------ Extract to read
Creating a Christlike Culture

I don’t know of anyone who has discovered a foolproof checklist for producing Christian kids. Checklists don’t change hearts. But transformed hearts can make good use of checklists as a sort of self-diagnostic or reminder. As you seek to foster a Christian culture in your home, the following suggestions can serve like mirrors to help you see how you’re doing. We’ll consider these suggestions in two groupings: ways and words.


The God of means uses habits consistently practiced in a home to elevate and solidify values and identity. “Our family functions this way.” Consider the following.

Model what you expect from your children: Christian courtesy, diligence, punctuality, and scores of Christlike character qualities that blossom in parents who are filled with the Holy Spirit. Avoid giving the impression that you never fail, but own your sins and mistakes. Say out loud, “I was wrong,” and ask forgiveness of each other while keeping short accounts.

In a Christian culture, the parents joyfully sacrifice themselves and do not seek to be put on a pedestal, even while teaching their children obedience. They are able to say, “Be imitators of me, as I am of Christ” (1 Corinthians 11:1).

Gently touch. Soft and playful touches can convey affection and acceptance, and if the children stiffen or pull away, that bristling may signal a relational wound that needs healing.

Get organized. Orderliness can serve everyone in the household, whereas a cluttered dwelling and cluttered calendar can beget chaos. Start by organizing your decisions, and then branch out from there. A well-placed shelf, or some coat hooks, or a reminder list on the fridge can help strengthen teamwork in the family.

Don’t punish children when nature has already punished them. If your son crashed and skinned his knee when he was clowning around on his bike, you don’t have to add your punishment. The natural universe God established has already applied its own form of correction.

“The Christian culture we want to foster is more a matter of devotion than devotions.”
------------
------ Dataset content
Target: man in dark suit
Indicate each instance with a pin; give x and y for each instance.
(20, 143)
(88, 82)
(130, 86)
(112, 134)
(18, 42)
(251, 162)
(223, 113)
------------
Transcribe the Christlike home culture passage word for word, everything from "Model what you" down to "(1 Corinthians 11:1).".

→ Your response:
Model what you expect from your children: Christian courtesy, diligence, punctuality, and scores of Christlike character qualities that blossom in parents who are filled with the Holy Spirit. Avoid giving the impression that you never fail, but own your sins and mistakes. Say out loud, “I was wrong,” and ask forgiveness of each other while keeping short accounts.

In a Christian culture, the parents joyfully sacrifice themselves and do not seek to be put on a pedestal, even while teaching their children obedience. They are able to say, “Be imitators of me, as I am of Christ” (1 Corinthians 11:1).